* **What is expected**:
Scan the listing below. Report each line that includes "ceiling".

****************************************

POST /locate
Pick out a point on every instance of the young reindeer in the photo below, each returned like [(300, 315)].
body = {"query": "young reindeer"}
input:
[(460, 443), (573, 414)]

****************************************

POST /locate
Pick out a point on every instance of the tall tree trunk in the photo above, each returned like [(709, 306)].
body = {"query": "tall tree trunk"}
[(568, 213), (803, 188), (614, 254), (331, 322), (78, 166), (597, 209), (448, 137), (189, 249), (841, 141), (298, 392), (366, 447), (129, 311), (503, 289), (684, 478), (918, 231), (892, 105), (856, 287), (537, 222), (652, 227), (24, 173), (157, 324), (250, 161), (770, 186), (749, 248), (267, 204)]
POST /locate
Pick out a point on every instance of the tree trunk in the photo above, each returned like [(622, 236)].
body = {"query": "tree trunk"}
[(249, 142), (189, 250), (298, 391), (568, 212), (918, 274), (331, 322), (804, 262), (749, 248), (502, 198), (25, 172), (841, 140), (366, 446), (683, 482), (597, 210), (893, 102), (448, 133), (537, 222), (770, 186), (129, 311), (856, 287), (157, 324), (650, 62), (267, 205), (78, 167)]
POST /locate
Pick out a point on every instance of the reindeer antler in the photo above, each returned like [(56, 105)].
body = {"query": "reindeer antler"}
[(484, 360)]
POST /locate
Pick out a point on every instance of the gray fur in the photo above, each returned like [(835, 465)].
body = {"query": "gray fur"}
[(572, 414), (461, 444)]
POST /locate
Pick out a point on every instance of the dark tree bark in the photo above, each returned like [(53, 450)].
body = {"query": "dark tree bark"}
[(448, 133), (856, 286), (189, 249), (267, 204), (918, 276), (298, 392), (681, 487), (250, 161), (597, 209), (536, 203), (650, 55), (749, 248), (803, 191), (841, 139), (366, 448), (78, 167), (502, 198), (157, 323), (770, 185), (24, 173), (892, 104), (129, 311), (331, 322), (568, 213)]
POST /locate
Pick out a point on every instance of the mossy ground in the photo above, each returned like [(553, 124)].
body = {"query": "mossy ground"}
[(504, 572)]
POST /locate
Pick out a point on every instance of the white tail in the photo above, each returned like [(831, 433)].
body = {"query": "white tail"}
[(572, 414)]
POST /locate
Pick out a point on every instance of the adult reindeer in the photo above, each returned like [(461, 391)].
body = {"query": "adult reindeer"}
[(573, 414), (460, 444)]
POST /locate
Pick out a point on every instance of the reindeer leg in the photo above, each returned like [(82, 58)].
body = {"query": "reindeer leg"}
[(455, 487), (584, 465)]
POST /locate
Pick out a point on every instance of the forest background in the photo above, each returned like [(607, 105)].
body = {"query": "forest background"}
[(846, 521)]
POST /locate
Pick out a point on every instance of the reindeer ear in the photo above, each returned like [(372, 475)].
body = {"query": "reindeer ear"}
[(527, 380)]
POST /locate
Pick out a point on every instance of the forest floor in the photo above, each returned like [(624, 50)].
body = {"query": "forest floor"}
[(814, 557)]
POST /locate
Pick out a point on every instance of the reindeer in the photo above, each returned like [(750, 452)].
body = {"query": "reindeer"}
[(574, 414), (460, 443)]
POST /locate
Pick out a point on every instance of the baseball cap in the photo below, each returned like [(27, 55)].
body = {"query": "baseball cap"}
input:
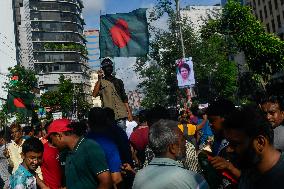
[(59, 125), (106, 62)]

****************************************

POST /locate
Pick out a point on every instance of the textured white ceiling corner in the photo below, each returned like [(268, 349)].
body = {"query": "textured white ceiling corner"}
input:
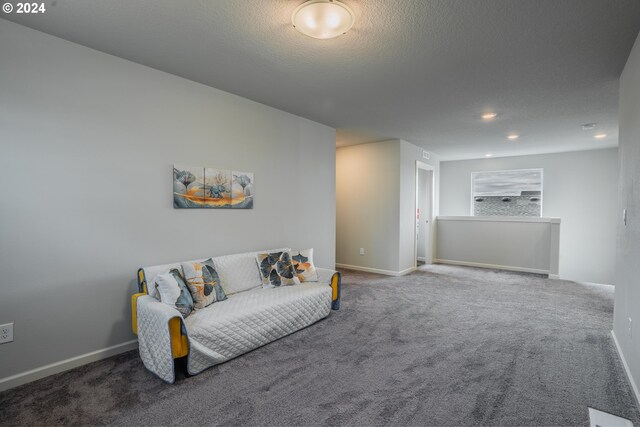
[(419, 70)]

****************************************

* **Problem solution**:
Pick out a point on every instance of the textured white ceiling corner in the photo below, each returned like [(268, 349)].
body = {"query": "textured white ceiling corner"}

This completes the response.